## What you have to do
Put the lines below into a JSON list of strings with one string per line, leaving out any blank lines.

## Data extract
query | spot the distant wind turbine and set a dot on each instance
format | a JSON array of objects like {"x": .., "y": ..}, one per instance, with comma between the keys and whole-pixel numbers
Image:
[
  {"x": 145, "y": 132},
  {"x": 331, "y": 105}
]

## Solution for this task
[
  "query | spot the distant wind turbine and set a dot on each instance",
  "format | a JSON array of objects like {\"x\": .., \"y\": ..}, one per instance, with comma between the keys and whole-pixel numbers",
  "Image:",
  "[",
  "  {\"x\": 145, \"y\": 132},",
  "  {\"x\": 331, \"y\": 105}",
  "]"
]